About this task – Exactly as written, reproduce the lines from the beginning of the data through the line containing "108L2 100L7 176L23"; the pictures are not reproduced.

──────── Provided records ────────

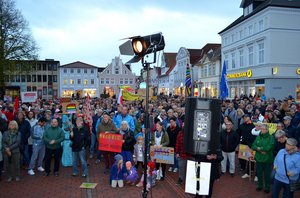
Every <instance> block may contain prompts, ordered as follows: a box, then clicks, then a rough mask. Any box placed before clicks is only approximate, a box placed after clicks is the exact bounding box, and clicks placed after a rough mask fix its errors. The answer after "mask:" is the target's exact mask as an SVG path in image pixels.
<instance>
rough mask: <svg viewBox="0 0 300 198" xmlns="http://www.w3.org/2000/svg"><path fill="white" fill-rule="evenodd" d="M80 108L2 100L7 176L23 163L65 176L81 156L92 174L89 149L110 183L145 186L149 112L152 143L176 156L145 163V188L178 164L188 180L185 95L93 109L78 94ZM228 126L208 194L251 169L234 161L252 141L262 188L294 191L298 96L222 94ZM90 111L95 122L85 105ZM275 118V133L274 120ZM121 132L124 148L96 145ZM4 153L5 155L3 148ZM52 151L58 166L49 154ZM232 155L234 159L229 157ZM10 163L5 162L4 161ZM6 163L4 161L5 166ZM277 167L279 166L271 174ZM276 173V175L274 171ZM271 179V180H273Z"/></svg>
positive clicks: (225, 122) (274, 122)
mask: <svg viewBox="0 0 300 198" xmlns="http://www.w3.org/2000/svg"><path fill="white" fill-rule="evenodd" d="M78 102H79V104H80V105H79V109H78V113H76V114H63V112H62V106H61V104H60V100H55V101H46V100H37V101H36V102H33V103H23V104H22V103H20V106H19V108H18V109H16V108H15V106H14V105H13V104H11V103H9V102H3V101H0V108H1V111H0V131H1V133H0V139H2V140H1V141H0V142H1V144H0V149H1V150H2V151H3V152H0V163H1V164H0V169H1V171H0V173H2V172H3V171H2V170H5V172H7V181H8V182H11V181H12V180H13V179H15V180H16V181H20V180H21V175H20V169H21V167H24V168H27V169H28V170H27V171H28V174H29V175H30V176H33V175H35V171H40V172H45V175H46V176H49V175H50V174H52V173H53V174H54V175H55V176H59V168H60V166H61V165H63V166H71V167H72V176H74V177H76V176H78V175H79V169H78V166H77V163H78V162H79V161H80V163H81V166H80V167H81V176H82V177H87V175H88V166H87V157H89V158H90V159H95V163H96V164H98V163H100V162H102V161H104V163H105V172H106V173H110V185H111V186H112V187H117V186H119V187H123V186H124V183H123V182H124V181H125V183H127V184H130V185H136V186H138V187H140V186H142V182H143V181H144V178H143V177H141V175H139V173H141V171H142V168H141V165H143V164H144V151H145V149H147V147H145V145H144V138H145V136H144V134H145V113H146V111H147V112H148V113H149V125H150V137H149V140H150V145H151V146H154V147H156V148H160V147H173V148H174V149H175V155H174V164H173V165H171V166H168V167H167V165H166V164H163V163H155V162H152V161H151V160H150V161H149V163H148V164H147V165H148V166H147V167H148V171H147V178H146V180H147V190H150V189H151V187H153V186H154V185H155V184H156V182H155V180H157V179H159V180H161V181H163V180H164V178H165V176H166V174H167V173H166V172H167V170H168V171H172V172H179V178H178V182H177V185H181V184H182V183H183V181H184V180H185V169H186V163H187V159H193V156H191V155H189V154H188V153H185V151H184V146H183V142H184V141H183V139H184V120H185V100H184V98H183V97H174V96H158V97H157V99H155V100H151V101H150V103H149V108H148V109H147V110H145V109H144V106H143V104H142V103H141V102H137V101H124V104H123V105H120V104H117V100H116V99H114V98H106V99H104V98H95V99H92V100H91V101H90V105H89V106H90V109H87V107H88V105H86V103H85V99H81V100H78ZM220 105H221V109H222V112H221V114H222V130H221V132H220V144H221V145H220V151H219V152H217V153H208V154H207V156H201V161H206V162H211V163H212V167H213V168H212V169H211V180H210V190H209V195H208V196H207V197H210V196H211V195H212V190H213V182H214V180H216V179H218V178H220V176H221V175H223V174H226V172H227V170H228V169H229V173H230V175H231V176H232V177H234V176H235V173H236V168H237V166H238V167H239V169H240V170H241V171H244V175H243V176H242V178H243V179H245V178H249V177H250V175H251V172H250V167H249V166H247V161H245V160H241V159H240V160H239V163H236V162H235V160H236V157H237V155H236V153H237V148H239V145H247V146H248V147H249V148H251V149H252V150H253V151H255V156H254V160H252V161H253V162H252V164H250V166H254V164H255V165H256V176H255V178H254V180H255V181H256V182H257V189H256V190H257V191H262V190H264V192H265V193H269V192H270V191H271V189H272V191H273V192H272V194H273V197H278V195H279V193H278V192H280V190H281V188H283V189H284V195H285V196H284V197H292V196H293V192H292V191H291V190H290V189H289V183H290V182H291V181H294V180H297V179H298V177H299V173H300V153H299V150H298V148H299V137H300V124H299V123H300V105H299V104H297V103H296V102H295V101H294V99H293V98H292V97H286V98H284V99H283V100H275V99H274V98H270V99H266V98H265V97H259V96H257V95H255V96H240V97H236V98H234V99H233V100H224V101H222V102H221V104H220ZM88 111H89V112H90V111H91V112H92V120H93V121H92V124H91V123H89V119H87V116H86V115H87V112H88ZM270 123H273V124H276V125H277V129H276V130H275V131H274V133H272V134H271V133H270V132H269V124H270ZM100 133H105V134H121V135H122V136H123V144H122V149H121V150H122V151H121V153H114V152H109V151H101V150H99V149H98V148H99V147H98V144H99V135H100ZM2 154H3V155H2ZM52 156H54V169H53V171H51V167H50V165H51V160H52ZM228 162H229V165H227V164H228ZM3 164H4V166H3ZM3 167H4V169H3ZM271 173H273V174H271ZM271 175H274V178H273V179H272V178H271ZM271 186H272V188H271Z"/></svg>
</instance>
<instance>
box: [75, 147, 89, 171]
mask: <svg viewBox="0 0 300 198" xmlns="http://www.w3.org/2000/svg"><path fill="white" fill-rule="evenodd" d="M72 157H73V173H75V174H78V172H79V171H78V167H77V161H78V158H79V159H80V162H81V168H82V174H84V175H87V163H86V154H85V149H84V148H83V149H81V151H78V152H72Z"/></svg>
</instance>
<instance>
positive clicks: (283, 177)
mask: <svg viewBox="0 0 300 198" xmlns="http://www.w3.org/2000/svg"><path fill="white" fill-rule="evenodd" d="M297 144H298V142H297V140H296V139H294V138H288V139H287V140H286V144H285V148H284V149H281V150H280V151H279V152H278V154H277V156H276V158H275V160H274V168H273V169H274V171H275V178H274V183H273V187H272V197H273V198H278V197H279V194H280V191H281V189H282V188H283V195H282V197H293V195H294V193H293V192H291V190H290V186H289V183H290V181H291V180H292V181H296V180H297V179H298V178H299V174H300V163H299V162H300V152H299V151H298V148H297Z"/></svg>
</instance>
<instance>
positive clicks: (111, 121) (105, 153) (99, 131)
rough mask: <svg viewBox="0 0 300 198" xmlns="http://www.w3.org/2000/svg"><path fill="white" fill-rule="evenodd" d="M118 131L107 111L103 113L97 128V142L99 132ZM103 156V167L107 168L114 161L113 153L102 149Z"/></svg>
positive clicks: (107, 132)
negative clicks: (104, 166)
mask: <svg viewBox="0 0 300 198" xmlns="http://www.w3.org/2000/svg"><path fill="white" fill-rule="evenodd" d="M117 131H118V129H117V127H116V125H115V124H114V123H113V122H112V120H111V119H110V117H109V115H108V114H107V113H104V114H103V119H102V120H101V122H100V124H99V126H98V130H97V137H98V142H99V144H100V133H105V134H108V133H112V134H116V133H117ZM102 154H103V158H104V161H105V168H106V169H107V170H108V169H109V168H110V167H111V166H112V164H113V163H114V153H112V152H109V151H103V152H102Z"/></svg>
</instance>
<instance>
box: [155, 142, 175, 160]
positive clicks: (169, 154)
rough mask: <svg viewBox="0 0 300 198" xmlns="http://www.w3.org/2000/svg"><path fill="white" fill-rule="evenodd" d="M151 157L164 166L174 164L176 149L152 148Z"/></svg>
mask: <svg viewBox="0 0 300 198" xmlns="http://www.w3.org/2000/svg"><path fill="white" fill-rule="evenodd" d="M150 157H151V159H152V160H155V161H156V162H157V163H163V164H174V148H172V147H161V148H154V146H151V147H150Z"/></svg>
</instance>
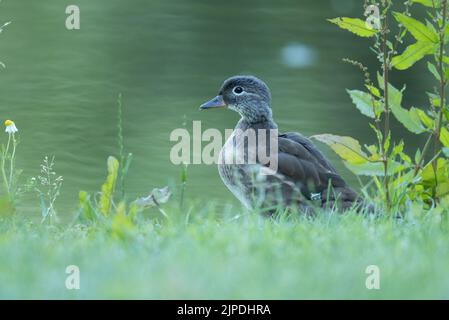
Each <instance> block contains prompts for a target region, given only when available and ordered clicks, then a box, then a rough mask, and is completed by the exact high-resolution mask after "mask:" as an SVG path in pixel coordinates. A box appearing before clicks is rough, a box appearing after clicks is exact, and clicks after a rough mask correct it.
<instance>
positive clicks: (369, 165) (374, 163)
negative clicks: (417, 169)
mask: <svg viewBox="0 0 449 320" xmlns="http://www.w3.org/2000/svg"><path fill="white" fill-rule="evenodd" d="M344 164H345V166H346V167H347V168H348V169H349V170H350V171H352V172H353V173H355V174H357V175H363V176H371V177H372V176H384V175H385V168H384V165H383V163H382V162H367V163H361V164H350V163H347V162H344ZM404 169H406V167H405V166H404V165H402V164H400V163H399V162H397V161H390V162H389V167H388V173H387V174H388V175H393V174H396V173H398V172H400V171H402V170H404Z"/></svg>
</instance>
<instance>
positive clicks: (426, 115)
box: [415, 109, 434, 130]
mask: <svg viewBox="0 0 449 320" xmlns="http://www.w3.org/2000/svg"><path fill="white" fill-rule="evenodd" d="M415 112H416V113H417V114H418V116H419V119H420V120H421V122H422V123H423V124H424V126H425V127H426V128H427V129H430V130H431V129H433V127H434V121H433V119H432V118H431V117H429V116H428V115H427V114H426V113H425V112H424V111H423V110H421V109H416V111H415Z"/></svg>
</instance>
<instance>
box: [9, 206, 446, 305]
mask: <svg viewBox="0 0 449 320" xmlns="http://www.w3.org/2000/svg"><path fill="white" fill-rule="evenodd" d="M190 207H191V210H192V211H191V213H190V218H189V221H188V222H186V216H185V214H182V213H180V212H179V209H175V207H174V206H173V207H172V208H166V212H167V214H168V215H169V216H170V220H166V219H164V218H163V217H161V216H158V215H157V213H156V212H144V215H143V216H144V217H142V218H141V219H139V221H140V222H139V223H138V224H137V228H136V229H133V230H132V232H131V231H129V232H125V233H117V232H114V231H112V229H111V228H109V227H107V226H106V227H100V226H91V227H85V226H81V225H72V226H71V227H68V228H67V227H66V228H62V227H58V228H56V227H48V226H41V225H38V224H36V225H34V224H32V223H30V222H24V221H22V220H19V219H16V221H14V222H11V221H3V222H2V223H0V229H1V230H0V231H1V232H0V261H1V263H0V298H27V299H28V298H55V299H61V298H69V299H72V298H73V299H77V298H88V299H91V298H145V299H147V298H148V299H167V298H170V299H203V298H204V299H231V298H232V299H315V298H325V299H334V298H338V299H340V298H351V299H365V298H367V299H387V298H407V299H414V298H437V299H439V298H446V299H447V298H449V290H448V288H449V273H448V266H449V241H448V239H449V237H448V236H449V231H448V228H447V222H444V221H441V219H440V217H441V216H442V215H441V210H439V211H438V210H434V211H431V212H429V213H427V214H426V216H425V217H424V216H422V214H421V213H420V212H415V213H413V214H412V212H410V215H409V217H408V218H406V219H405V220H398V219H391V218H389V219H388V218H373V217H365V216H361V215H356V214H353V213H349V214H347V215H343V216H341V215H336V214H333V215H326V214H324V215H322V216H320V217H318V218H315V219H307V218H288V217H280V218H277V219H267V218H262V217H260V216H257V215H254V214H243V215H240V216H237V217H233V216H234V214H235V213H236V212H238V211H240V209H237V208H236V209H235V210H234V209H230V210H227V211H228V213H220V212H217V211H219V210H218V209H215V208H214V207H213V206H210V207H207V208H204V209H200V208H201V206H199V205H195V206H193V205H191V206H190ZM413 216H417V217H419V218H416V217H413ZM72 264H75V265H78V266H79V268H80V274H81V288H80V290H67V289H66V288H65V279H66V276H67V275H66V274H65V268H66V266H67V265H72ZM372 264H374V265H378V266H379V268H380V272H381V283H380V286H381V287H380V290H368V289H366V287H365V280H366V277H367V275H366V274H365V269H366V267H367V266H368V265H372Z"/></svg>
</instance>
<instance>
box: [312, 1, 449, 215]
mask: <svg viewBox="0 0 449 320" xmlns="http://www.w3.org/2000/svg"><path fill="white" fill-rule="evenodd" d="M415 4H416V6H415ZM415 7H416V12H417V13H419V11H422V10H423V9H424V10H425V12H426V14H427V17H428V19H425V20H424V21H419V20H418V19H415V18H414V17H412V9H415ZM364 8H365V15H367V16H368V17H367V19H366V21H364V20H362V19H358V18H347V17H342V18H335V19H330V20H329V21H330V22H332V23H334V24H336V25H338V26H339V27H340V28H342V29H345V30H348V31H350V32H351V33H353V34H355V35H357V36H360V37H364V38H370V39H373V44H372V45H371V46H370V49H371V51H372V52H374V54H375V55H376V58H377V61H378V66H379V67H378V70H376V73H375V74H376V77H375V79H374V80H373V77H372V73H371V72H370V70H369V69H368V68H367V67H365V66H364V65H363V64H362V63H360V62H358V61H354V60H351V59H344V61H345V62H347V63H350V64H352V65H354V66H356V67H357V68H359V69H360V70H361V71H362V72H363V75H364V87H365V88H364V90H348V94H349V96H350V98H351V100H352V102H353V103H354V104H355V106H356V108H357V109H358V110H359V111H360V112H361V113H362V114H363V115H364V116H366V117H368V118H369V120H370V123H369V126H370V127H371V129H372V130H373V132H374V135H375V138H376V143H375V144H368V145H367V144H363V147H362V144H361V143H360V142H359V141H358V140H356V139H354V138H352V137H341V136H336V135H331V134H321V135H316V136H314V138H315V139H317V140H319V141H321V142H323V143H326V144H327V145H329V146H330V147H331V148H332V149H333V150H334V151H335V152H336V153H337V154H338V155H339V156H340V157H341V158H342V159H343V161H344V163H345V165H346V166H347V167H348V168H349V169H350V170H351V171H352V172H354V173H355V174H357V175H361V176H370V177H372V183H371V184H369V185H368V186H371V185H374V186H375V188H376V189H377V192H376V193H375V194H376V195H377V196H376V197H380V198H381V200H382V202H383V203H384V206H385V210H386V211H387V212H391V211H392V210H391V209H392V208H393V207H395V208H400V207H401V206H402V205H404V204H406V203H407V202H408V201H407V200H414V201H421V202H423V203H426V204H427V205H432V204H433V203H434V202H435V201H439V200H441V199H443V198H444V197H448V195H449V169H448V168H449V162H448V159H447V157H448V156H449V152H448V150H449V130H448V123H449V107H448V105H447V101H446V86H447V82H448V80H449V56H447V55H446V52H445V48H446V45H447V42H448V41H449V24H448V22H449V15H448V0H408V1H405V2H404V4H403V8H402V10H401V12H399V11H394V10H393V1H391V0H383V1H374V0H366V1H365V2H364ZM395 9H396V10H397V9H398V8H396V7H395ZM373 21H374V22H376V23H372V22H373ZM391 22H395V23H396V26H397V28H396V30H397V32H396V33H395V34H393V33H392V31H391V30H390V28H391V27H392V25H390V24H391ZM407 41H410V43H407ZM400 50H402V53H399V51H400ZM424 59H427V60H428V61H427V67H428V70H429V72H430V73H431V74H432V75H433V76H434V78H435V79H436V89H435V90H434V91H435V92H433V93H427V96H428V100H429V105H428V106H427V108H417V107H413V106H412V107H410V108H405V107H404V106H403V96H404V94H405V89H406V88H405V86H404V87H402V88H397V87H395V86H393V85H392V84H391V83H390V73H391V72H392V71H393V69H395V70H398V71H401V70H406V69H409V68H411V67H412V66H414V65H415V64H416V63H418V62H419V61H421V60H424ZM390 114H392V115H393V116H394V117H395V118H396V120H397V121H398V122H399V123H401V124H402V125H403V127H404V128H405V129H407V130H408V131H410V132H411V133H413V134H416V135H427V139H426V142H425V143H424V146H423V147H422V148H419V149H418V150H417V151H416V152H415V154H414V156H409V155H407V154H406V153H405V152H404V146H405V142H404V141H402V140H399V141H398V139H397V138H396V136H393V134H392V132H391V128H390ZM432 145H433V150H432V148H431V146H432Z"/></svg>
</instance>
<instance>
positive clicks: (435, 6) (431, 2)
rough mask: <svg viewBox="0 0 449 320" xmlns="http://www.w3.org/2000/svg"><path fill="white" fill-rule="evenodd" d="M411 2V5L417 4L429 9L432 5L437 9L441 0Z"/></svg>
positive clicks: (417, 0)
mask: <svg viewBox="0 0 449 320" xmlns="http://www.w3.org/2000/svg"><path fill="white" fill-rule="evenodd" d="M411 1H412V3H419V4H422V5H423V6H426V7H429V8H433V6H434V5H435V7H436V8H439V7H440V5H441V0H411Z"/></svg>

────────

Exercise output –
Every <instance> block may contain prompts, ordered as follows: a box, then clicks, then a rough mask. Any box placed before clicks is only approximate, a box placed after clicks is the exact bounding box, and clicks placed after a rough mask fix its errors. The answer after "mask:" is the target's exact mask as an SVG path in image pixels.
<instance>
rough mask: <svg viewBox="0 0 300 198" xmlns="http://www.w3.org/2000/svg"><path fill="white" fill-rule="evenodd" d="M80 108L2 100L7 176L23 163L65 176L81 156L92 174L89 149L110 183L145 186L149 112L152 143L176 156L145 163V188L178 164L188 180L185 95L93 109L78 94ZM228 126L208 194L251 169L234 161L252 141L262 188L294 191L298 96L222 94ZM90 111L95 122L85 105ZM275 118V133L274 120ZM121 132L124 148L96 145ZM4 153L5 155L3 148ZM52 151L58 166L49 154ZM232 155L234 159L229 157ZM10 163L5 162L4 161ZM6 163L4 161L5 166ZM277 167L279 166L271 174ZM276 173V175L274 171ZM271 179V180H273Z"/></svg>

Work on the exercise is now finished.